>> Start DATA FOR THE TASK
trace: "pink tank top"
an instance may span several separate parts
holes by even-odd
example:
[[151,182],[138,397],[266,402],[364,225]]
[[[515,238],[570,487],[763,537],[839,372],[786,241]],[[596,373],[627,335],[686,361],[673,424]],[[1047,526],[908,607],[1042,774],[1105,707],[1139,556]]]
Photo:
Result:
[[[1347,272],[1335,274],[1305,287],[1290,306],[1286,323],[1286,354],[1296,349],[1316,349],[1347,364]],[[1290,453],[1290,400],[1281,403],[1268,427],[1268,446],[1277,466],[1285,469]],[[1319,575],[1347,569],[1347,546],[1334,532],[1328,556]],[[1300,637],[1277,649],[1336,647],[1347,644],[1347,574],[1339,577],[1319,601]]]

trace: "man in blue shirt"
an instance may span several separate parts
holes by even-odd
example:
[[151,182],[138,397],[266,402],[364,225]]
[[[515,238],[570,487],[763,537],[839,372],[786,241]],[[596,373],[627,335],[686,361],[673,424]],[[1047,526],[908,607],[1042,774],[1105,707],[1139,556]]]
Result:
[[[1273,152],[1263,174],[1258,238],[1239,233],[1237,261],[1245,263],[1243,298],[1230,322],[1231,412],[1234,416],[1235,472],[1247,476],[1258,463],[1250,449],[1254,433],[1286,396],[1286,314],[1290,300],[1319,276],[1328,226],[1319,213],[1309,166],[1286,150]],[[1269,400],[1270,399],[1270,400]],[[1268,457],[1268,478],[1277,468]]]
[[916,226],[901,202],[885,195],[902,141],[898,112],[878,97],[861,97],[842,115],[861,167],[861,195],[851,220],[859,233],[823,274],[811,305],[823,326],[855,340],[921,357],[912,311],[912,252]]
>> End DATA FOR THE TASK
EXERCISE TASK:
Could you rewrite every one of the entries above, putting "disjoint parts" wherever "separate parts" appears and leaving everything else unchanged?

OUTPUT OF THE EXERCISE:
trace: "pink tank top"
an instance may span several disjoint parts
holes by even-odd
example:
[[151,182],[138,397],[266,402],[364,225]]
[[[515,238],[570,487],[763,537],[839,372],[786,241]],[[596,373],[627,335],[686,361],[673,424]],[[1047,526],[908,607],[1042,774],[1105,707],[1139,556]]]
Photo:
Result:
[[[1347,272],[1335,274],[1305,287],[1290,306],[1286,323],[1286,354],[1296,349],[1316,349],[1347,364]],[[1290,453],[1290,400],[1281,403],[1268,427],[1268,446],[1277,466],[1285,469]],[[1319,575],[1347,569],[1347,546],[1334,532],[1328,556]],[[1300,637],[1277,649],[1336,647],[1347,644],[1347,574],[1339,577],[1319,601]]]

trace: "man in blue shirt"
an instance may span several disjoint parts
holes by even-odd
example:
[[151,182],[138,397],[266,402],[364,225]]
[[[515,238],[570,487],[763,537],[839,372],[786,241]],[[596,373],[627,335],[686,361],[673,424]],[[1047,526],[908,607],[1042,774],[1105,707],[1139,556]]]
Result:
[[[1273,152],[1263,174],[1258,238],[1239,233],[1237,261],[1245,263],[1243,298],[1230,322],[1231,412],[1234,416],[1235,472],[1247,476],[1258,463],[1250,449],[1254,433],[1286,396],[1286,314],[1290,300],[1319,276],[1328,226],[1319,213],[1309,166],[1286,150]],[[1269,400],[1270,399],[1270,400]],[[1268,457],[1268,478],[1277,468]]]
[[916,226],[901,202],[885,195],[902,141],[898,112],[878,97],[861,97],[842,115],[861,167],[861,195],[851,220],[859,233],[823,274],[811,305],[823,326],[855,340],[921,357],[912,311],[912,252]]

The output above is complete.